### REQUIRED ACTION
A word-for-word restatement of every entry is what is needed here.

======== PROVIDED ENTRIES

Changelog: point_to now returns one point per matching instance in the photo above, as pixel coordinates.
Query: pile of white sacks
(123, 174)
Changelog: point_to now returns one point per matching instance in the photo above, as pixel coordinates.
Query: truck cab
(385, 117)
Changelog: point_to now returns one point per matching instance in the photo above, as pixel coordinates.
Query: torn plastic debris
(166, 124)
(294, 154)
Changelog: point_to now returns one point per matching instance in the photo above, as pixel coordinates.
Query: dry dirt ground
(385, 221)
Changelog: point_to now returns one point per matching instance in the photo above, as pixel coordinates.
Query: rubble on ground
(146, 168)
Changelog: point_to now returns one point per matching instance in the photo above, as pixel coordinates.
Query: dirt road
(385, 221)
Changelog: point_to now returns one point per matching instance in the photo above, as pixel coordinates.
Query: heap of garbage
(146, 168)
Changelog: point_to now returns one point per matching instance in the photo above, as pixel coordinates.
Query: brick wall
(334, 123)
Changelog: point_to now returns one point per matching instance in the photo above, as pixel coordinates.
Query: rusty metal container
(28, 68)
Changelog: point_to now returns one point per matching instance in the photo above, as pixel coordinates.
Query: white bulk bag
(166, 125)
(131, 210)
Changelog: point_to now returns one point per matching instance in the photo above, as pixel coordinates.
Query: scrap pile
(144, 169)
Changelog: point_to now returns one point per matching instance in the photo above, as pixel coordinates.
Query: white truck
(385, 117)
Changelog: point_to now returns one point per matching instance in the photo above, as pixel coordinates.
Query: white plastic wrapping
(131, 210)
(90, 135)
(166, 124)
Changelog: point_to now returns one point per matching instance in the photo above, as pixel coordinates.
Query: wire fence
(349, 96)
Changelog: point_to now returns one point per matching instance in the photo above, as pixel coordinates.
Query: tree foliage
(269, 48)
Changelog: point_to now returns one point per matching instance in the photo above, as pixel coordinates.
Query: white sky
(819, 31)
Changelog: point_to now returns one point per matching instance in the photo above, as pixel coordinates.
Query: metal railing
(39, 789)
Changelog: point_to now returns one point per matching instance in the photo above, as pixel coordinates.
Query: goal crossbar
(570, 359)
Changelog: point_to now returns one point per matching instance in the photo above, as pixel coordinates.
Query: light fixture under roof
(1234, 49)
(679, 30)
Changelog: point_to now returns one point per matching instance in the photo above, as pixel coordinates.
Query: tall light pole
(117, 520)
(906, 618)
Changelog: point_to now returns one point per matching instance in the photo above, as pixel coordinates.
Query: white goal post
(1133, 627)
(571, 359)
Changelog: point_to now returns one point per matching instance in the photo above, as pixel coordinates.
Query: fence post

================

### REPLY
Changelog: point_to now returns one point per matching instance in the photo above, as pixel coordinates.
Query: pile of white sacks
(123, 174)
Changelog: point_to now returns one point per matching instance in the photo above, as pixel coordinates.
Query: truck cab
(385, 117)
Changelog: point_to now returns one point per matching instance in the photo above, as pixel coordinates.
Query: torn plastic debris
(166, 124)
(294, 154)
Changelog: point_to now returns one point per matching instance in the photo above, as pixel coordinates.
Query: dry dirt ground
(385, 221)
Changelog: point_to now returns one point per matching instance in the photo above, as pixel coordinates.
Query: rubble on ground
(146, 168)
Changelog: point_to now returns one point per matching instance in the photo above, as pixel coordinates.
Query: dirt road
(385, 221)
Changelog: point_to now returns one point per matching instance in the photo above, as pixel coordinates.
Query: heap of garbage
(146, 168)
Changelog: point_to now returns one point per matching instance in the photo above, as pixel coordinates.
Query: brick wall
(334, 123)
Changelog: point_to now returns one point per matching instance in the photo above, as pixel coordinates.
Query: rusty metal container
(28, 68)
Changelog: point_to now returns one point per matching instance in the photo above, as pixel coordinates.
Query: white bulk bag
(166, 125)
(131, 210)
Changelog: point_to now returns one point per matching instance in the photo above, as pixel coordinates.
Query: scrap pile
(144, 169)
Changelog: point_to now returns one point per matching instance in the photo above, as pixel coordinates.
Query: white truck
(385, 117)
Changelog: point_to now returns one point per matching instance in the photo above, as pixel coordinates.
Query: white plastic wrapping
(131, 210)
(90, 135)
(166, 124)
Changelog: point_to now returns one point per matching instance in the photo above, as pixel coordinates.
Query: wire fence
(349, 96)
Changelog: point_to now returns one point per matching instance in the photo above, as pixel coordinates.
Query: tree foliage
(269, 48)
Changelog: point_to now returns one point per matching instance in the photo above, as pixel coordinates.
Query: white sky
(819, 31)
Changelog: point_to now returns one point per matching instance in the photo above, as pixel coordinates.
Query: metal railing
(39, 789)
Changelog: point_to now returns one point per matching instance in the photo above, as pixel coordinates.
Query: goal crossbar
(570, 359)
Changelog: point_to now returns one point per matching instance in the photo above, as pixel coordinates.
Query: light fixture under roof
(1234, 49)
(679, 30)
Changelog: point_to now returns one point per matching instance in the photo above, as pixel coordinates.
Query: tall light pole
(117, 520)
(906, 618)
Changelog: point_to now returns one point per matching instance in the photo above, as pixel coordinates.
Query: white goal post
(1133, 627)
(571, 359)
Changelog: point_to now returns one point per matching instance in the photo above, as pixel coordinates.
Query: fence post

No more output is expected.